Aufgabenstellung: Was empfiehlt maki im Forumsthread zu oncomplete bei RichFaces für den Umgang mit solchem Skriptcode?

Textauszug:
○ ○ ○ ○

# oncomplete bei Richfaces



## nocturn (19. Mai 2009)

Hi,
ich habe ein Skript das nicht ausgeführt wird:
[XML]<h:selectOneListbox>
<a4j:support event="onchange" oncomplete="if(value!=0 && value==1)Effect.BlindDown('autox');" actionListener="#{xxx}" />
<f:selectItem itemValue="1" itemLabel="xxx" />
</h:selectOneListbox>[/XML]

Mozilla sagt mir der empfangene quellcode = 
"...oncomplete="if(true &amp;&amp; value==1)Effect.BlindDown..."

Geändert


----------



## maki (19. Mai 2009)

Das true kannst du dir ja sparen, und damit das && auch.

Ansonsten empfiehlt es sich solche Dinge in eine JS Methode auszulagern und diese in oncomplete nur aufzurufen.


----------



## Luu (19. Mai 2009)

Vergleich 
<code>value=1</code> is fehlerhaft, Script wird (bzw würde) aufgerufen wenn der ActionListener durch ist..
Kannst ja ma ohne den Vergleich testen


----------



## nocturn (19. Mai 2009)

Ich habe den origialpost eben korrigiert.

○ ○ ○ ○

Gegebene Angaben:
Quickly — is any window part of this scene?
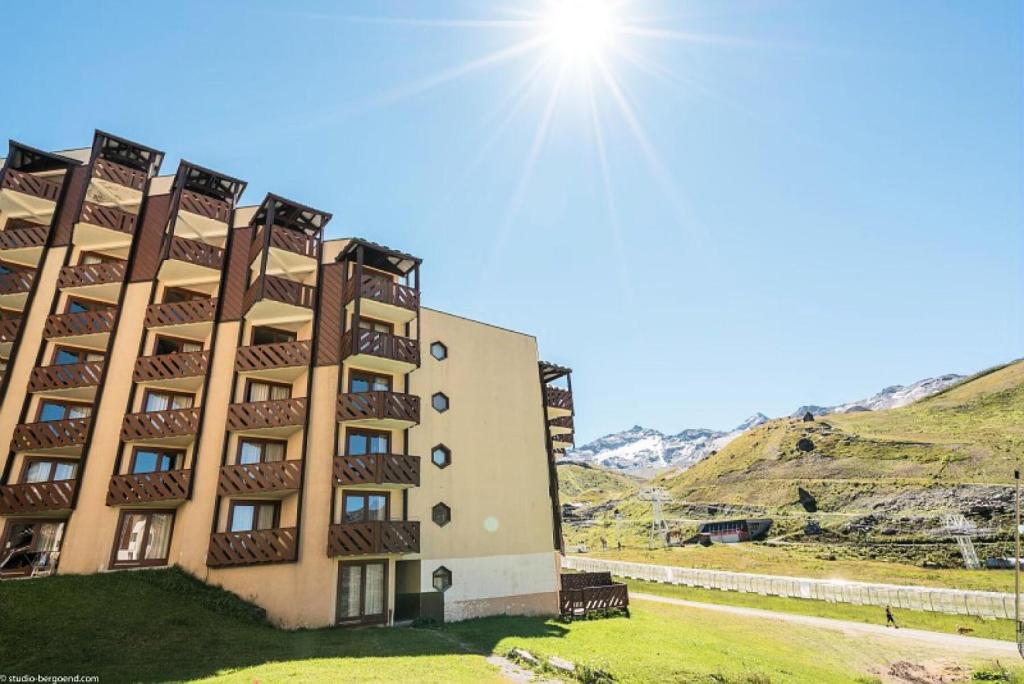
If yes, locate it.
[111,511,174,567]
[227,501,281,532]
[238,438,288,466]
[142,389,196,414]
[245,380,292,401]
[430,504,452,527]
[153,335,203,356]
[341,491,389,522]
[36,399,92,423]
[130,447,185,474]
[433,565,452,592]
[344,428,391,456]
[251,326,296,344]
[348,371,391,392]
[430,444,452,468]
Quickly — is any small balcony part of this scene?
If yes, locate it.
[342,272,420,324]
[106,470,191,506]
[338,392,420,430]
[327,520,420,557]
[206,527,298,567]
[334,454,420,488]
[341,329,420,375]
[57,261,128,303]
[234,340,312,382]
[29,361,103,398]
[121,407,202,444]
[10,418,90,454]
[217,460,302,497]
[132,351,210,389]
[227,397,306,435]
[0,480,78,515]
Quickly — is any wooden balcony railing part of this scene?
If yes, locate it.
[106,470,191,506]
[341,329,420,366]
[0,268,36,295]
[132,351,210,382]
[217,461,302,497]
[92,159,145,190]
[178,190,231,223]
[0,480,78,515]
[227,398,306,430]
[78,202,137,236]
[29,361,103,392]
[0,169,61,202]
[234,340,311,373]
[167,236,224,270]
[10,418,89,452]
[243,273,316,311]
[206,527,298,567]
[327,520,420,556]
[338,392,420,423]
[334,454,420,486]
[344,273,420,310]
[57,261,128,288]
[544,387,572,411]
[121,407,202,441]
[0,223,50,250]
[43,309,118,338]
[145,298,217,328]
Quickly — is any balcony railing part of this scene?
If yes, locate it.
[57,261,128,288]
[10,418,89,452]
[132,351,210,382]
[43,309,118,338]
[29,361,103,392]
[121,407,201,441]
[243,273,316,311]
[92,159,145,190]
[334,454,420,486]
[0,480,78,515]
[145,298,217,328]
[206,527,298,567]
[106,470,191,506]
[234,340,311,373]
[327,520,420,556]
[338,392,420,423]
[227,398,306,430]
[78,202,137,236]
[217,461,302,497]
[0,270,36,295]
[344,272,420,310]
[167,236,224,270]
[0,169,60,202]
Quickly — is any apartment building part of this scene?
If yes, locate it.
[0,131,572,627]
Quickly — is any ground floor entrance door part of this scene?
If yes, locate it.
[337,560,387,625]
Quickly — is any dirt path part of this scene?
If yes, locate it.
[630,591,1017,657]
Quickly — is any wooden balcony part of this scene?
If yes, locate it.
[0,480,78,515]
[338,392,420,429]
[29,361,103,396]
[106,470,191,506]
[227,398,306,434]
[327,520,420,556]
[121,407,202,442]
[217,460,302,497]
[341,329,420,375]
[206,527,298,567]
[10,418,90,452]
[334,454,420,487]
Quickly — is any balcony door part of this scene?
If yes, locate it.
[337,560,387,625]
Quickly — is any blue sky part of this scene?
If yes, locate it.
[0,0,1024,440]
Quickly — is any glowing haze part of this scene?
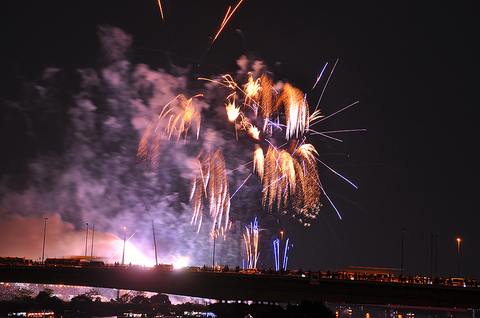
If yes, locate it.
[0,26,356,267]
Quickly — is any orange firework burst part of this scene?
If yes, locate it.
[190,150,230,235]
[137,94,203,168]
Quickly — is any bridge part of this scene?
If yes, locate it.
[0,266,480,309]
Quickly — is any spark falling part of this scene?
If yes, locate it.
[138,57,359,235]
[190,150,230,235]
[243,217,260,269]
[273,234,293,272]
[137,94,202,168]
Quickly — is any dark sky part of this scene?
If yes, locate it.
[0,0,480,278]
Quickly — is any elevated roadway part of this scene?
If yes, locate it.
[0,266,480,308]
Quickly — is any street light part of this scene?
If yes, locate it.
[85,223,88,257]
[279,231,283,270]
[122,226,127,265]
[42,218,48,264]
[457,237,462,277]
[212,222,217,271]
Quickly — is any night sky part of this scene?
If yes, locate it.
[0,0,480,278]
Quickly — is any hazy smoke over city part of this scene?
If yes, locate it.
[0,26,277,266]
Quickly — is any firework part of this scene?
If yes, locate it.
[137,94,202,168]
[273,233,293,272]
[190,150,230,236]
[138,56,358,236]
[243,217,260,269]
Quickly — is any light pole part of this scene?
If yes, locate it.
[457,237,462,277]
[85,223,88,257]
[212,222,217,271]
[42,218,48,264]
[279,231,283,270]
[400,229,405,276]
[90,224,95,259]
[122,226,127,265]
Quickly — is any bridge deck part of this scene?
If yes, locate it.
[0,266,480,308]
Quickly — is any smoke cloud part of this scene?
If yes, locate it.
[0,26,273,267]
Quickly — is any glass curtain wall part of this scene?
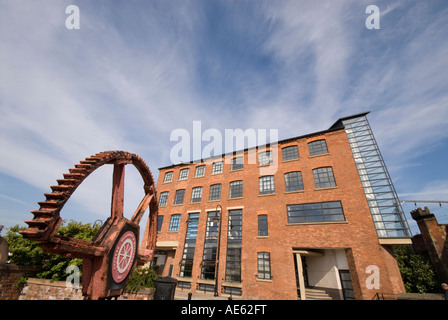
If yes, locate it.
[226,209,243,282]
[201,211,219,279]
[342,115,410,238]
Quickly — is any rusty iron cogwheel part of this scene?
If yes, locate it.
[20,151,157,250]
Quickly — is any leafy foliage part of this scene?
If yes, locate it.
[5,220,100,281]
[394,245,440,293]
[126,267,159,293]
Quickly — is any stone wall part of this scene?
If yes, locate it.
[19,278,154,300]
[0,263,40,300]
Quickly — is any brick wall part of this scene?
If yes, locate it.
[0,263,40,300]
[149,130,404,299]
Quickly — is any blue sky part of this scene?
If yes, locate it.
[0,0,448,233]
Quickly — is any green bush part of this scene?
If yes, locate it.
[394,245,440,293]
[5,220,100,281]
[126,267,159,293]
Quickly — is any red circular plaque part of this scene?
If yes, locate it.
[112,231,137,283]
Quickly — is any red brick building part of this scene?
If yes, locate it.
[142,113,411,299]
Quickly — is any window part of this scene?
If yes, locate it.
[225,209,243,282]
[163,171,173,183]
[257,252,271,279]
[258,214,268,236]
[208,184,221,201]
[194,165,205,178]
[259,176,275,194]
[339,270,355,300]
[286,201,345,223]
[159,191,169,207]
[168,214,180,231]
[191,187,202,202]
[313,167,336,188]
[179,213,199,277]
[157,216,164,232]
[212,161,222,174]
[282,146,299,161]
[174,189,185,204]
[229,180,243,198]
[179,168,190,180]
[230,157,244,170]
[285,171,303,192]
[258,150,274,166]
[201,211,219,279]
[308,140,328,156]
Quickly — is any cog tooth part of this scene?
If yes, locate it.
[50,184,72,192]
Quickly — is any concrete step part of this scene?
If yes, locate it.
[305,288,333,300]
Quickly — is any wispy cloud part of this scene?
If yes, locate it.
[0,0,448,230]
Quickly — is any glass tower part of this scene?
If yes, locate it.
[330,113,410,238]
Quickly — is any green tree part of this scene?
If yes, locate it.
[5,220,100,281]
[394,245,440,293]
[126,267,159,293]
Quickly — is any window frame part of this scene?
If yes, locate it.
[177,168,190,181]
[313,166,337,189]
[212,160,224,174]
[258,150,274,166]
[159,191,170,207]
[308,139,328,157]
[286,200,346,223]
[258,175,275,195]
[208,183,222,201]
[282,144,300,161]
[230,156,244,171]
[173,189,185,205]
[168,213,181,232]
[284,171,305,192]
[163,171,174,183]
[194,164,205,178]
[190,186,203,203]
[258,214,269,237]
[257,252,272,280]
[229,180,243,199]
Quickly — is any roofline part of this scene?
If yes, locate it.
[330,111,370,129]
[158,111,370,171]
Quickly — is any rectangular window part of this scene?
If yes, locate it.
[229,180,243,198]
[230,157,244,170]
[308,140,328,156]
[194,165,205,178]
[339,270,355,300]
[225,209,243,282]
[259,176,275,194]
[179,168,190,180]
[212,161,222,174]
[258,214,268,236]
[179,213,199,277]
[201,211,219,279]
[258,150,274,166]
[208,184,221,201]
[313,167,336,189]
[286,201,345,223]
[174,189,185,204]
[159,191,169,207]
[157,216,164,232]
[163,171,173,183]
[257,252,271,279]
[191,187,202,202]
[282,146,299,161]
[168,214,180,231]
[285,171,303,192]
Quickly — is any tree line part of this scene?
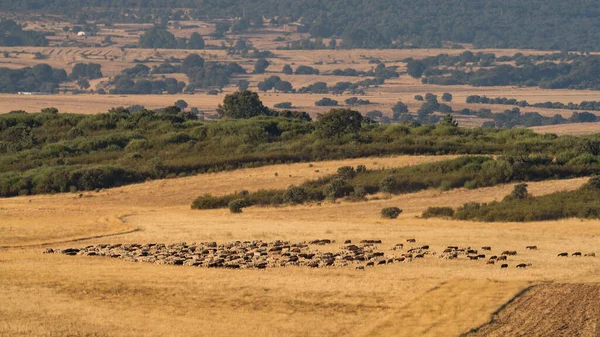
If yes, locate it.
[0,0,600,51]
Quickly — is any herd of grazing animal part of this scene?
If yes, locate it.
[43,239,596,270]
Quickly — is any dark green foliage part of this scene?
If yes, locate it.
[337,166,356,180]
[217,90,269,119]
[273,102,293,109]
[466,95,600,111]
[379,176,397,193]
[295,65,319,75]
[381,207,402,219]
[315,109,363,138]
[505,184,531,200]
[283,186,308,204]
[424,55,600,89]
[315,97,339,106]
[139,27,179,49]
[227,199,250,214]
[440,114,458,128]
[323,177,354,200]
[344,97,371,105]
[69,63,104,80]
[406,59,427,78]
[254,58,270,74]
[421,207,454,219]
[188,32,204,49]
[442,92,452,102]
[392,101,408,118]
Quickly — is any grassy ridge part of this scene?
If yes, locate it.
[192,156,600,210]
[8,109,600,197]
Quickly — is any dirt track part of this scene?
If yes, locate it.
[464,283,600,337]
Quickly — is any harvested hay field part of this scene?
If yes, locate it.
[464,283,600,337]
[0,156,600,336]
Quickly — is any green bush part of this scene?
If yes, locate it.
[421,207,454,219]
[379,176,397,193]
[228,199,248,214]
[192,194,234,209]
[381,207,402,219]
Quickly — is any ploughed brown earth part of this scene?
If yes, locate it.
[464,283,600,337]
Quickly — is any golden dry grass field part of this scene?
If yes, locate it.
[0,21,600,134]
[0,156,600,336]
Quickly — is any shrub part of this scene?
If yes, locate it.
[227,199,248,214]
[273,102,293,109]
[381,207,402,219]
[379,176,396,193]
[315,97,339,106]
[354,185,367,198]
[587,176,600,190]
[421,207,454,219]
[337,166,356,180]
[283,186,308,204]
[506,184,530,200]
[192,194,234,209]
[324,178,354,200]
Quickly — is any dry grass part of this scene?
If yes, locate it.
[0,41,597,133]
[0,156,600,336]
[530,123,600,136]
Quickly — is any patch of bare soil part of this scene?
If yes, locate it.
[464,283,600,337]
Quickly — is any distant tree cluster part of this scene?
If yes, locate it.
[258,76,296,93]
[466,95,600,111]
[420,56,600,90]
[139,27,205,49]
[456,108,599,129]
[5,0,600,51]
[0,64,68,93]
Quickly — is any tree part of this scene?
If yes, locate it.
[173,99,188,110]
[238,80,250,91]
[507,184,530,200]
[77,78,90,90]
[379,176,396,193]
[367,110,383,120]
[275,81,293,93]
[381,207,402,219]
[392,101,408,118]
[256,81,273,92]
[42,108,58,115]
[315,109,363,138]
[254,58,271,74]
[139,27,178,49]
[217,90,269,118]
[440,114,458,128]
[406,60,427,78]
[188,32,204,49]
[181,54,204,74]
[329,39,337,49]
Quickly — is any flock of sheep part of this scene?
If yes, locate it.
[44,239,595,270]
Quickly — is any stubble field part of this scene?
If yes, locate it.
[0,156,600,336]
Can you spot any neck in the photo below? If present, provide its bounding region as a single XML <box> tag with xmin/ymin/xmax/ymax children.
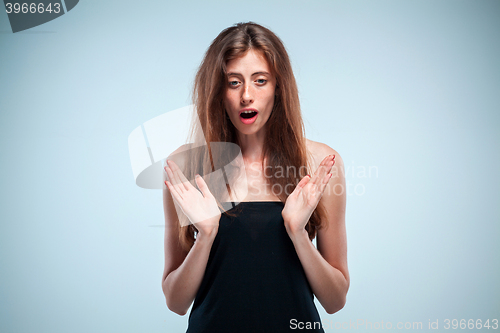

○ ○ ○ ○

Lösung der Aufgabe: Maki empfiehlt, solchen Code in eine JS-Methode auszulagern und diese in oncomplete nur aufzurufen.